# ACTIVITY:
Answer these questions using the Brad Delong post below.
(a) Which company does the first argument say "probably knows what it is doing"?
(b) Alan Greenspan is described as a follower of which person?
(c) When asked about guardrails on the ledge of the Grand Canyon, what might Greenspan say there should be instead?

# GIVEN TEXT:
———
5.22.2011

Brad Delong Speaks

A couple of good points from a [Brad Delong talk about the Financial Crisis]

First on the Financial crisis

As the foundations of this crisis were laid, there were always arguments against massive regulatory intervention to deal with it. Those arguments always sounded convincing. The stayed convincing even as the situation transformed itself from a justified boom in long duration assets driven by advances in diversification and by capital inflows pushing down interest rates, to froth, to irrational exuberance, to a full-fledged bubble.

The first argument was: "well it is their money." Countrywide probably knows what it is doing. There are major benefits from diversification and better access to credit. Even if it does not know what it is doing, it isn't the government's job to rescue the investors in Countrywide from the fact their risk controls are not what they ought to be.

Second, Alan Greenspan really is a Randite, really is a follower of Ayn Rand. He really does believe that it is a bad thing to infringe your freedom and protect you from yourself. He really is the kind of person who thinks that it is bad for you if the government keeps you from making stupid investments that cost you all your money. You can ask him--"do you think there should guardrails on the ledge of the Grand Canyon?"--and he might well say no--that there should be warnings, but if grown-ups wish to venture too close to the crumbling edge... they are grown ups, and should not be treated like children.
———
# RECORDS PROVIDED:
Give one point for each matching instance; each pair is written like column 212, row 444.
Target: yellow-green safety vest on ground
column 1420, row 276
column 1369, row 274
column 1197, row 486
———
# TASK ANSWER:
(a) Countrywide
(b) Ayn Rand
(c) Warnings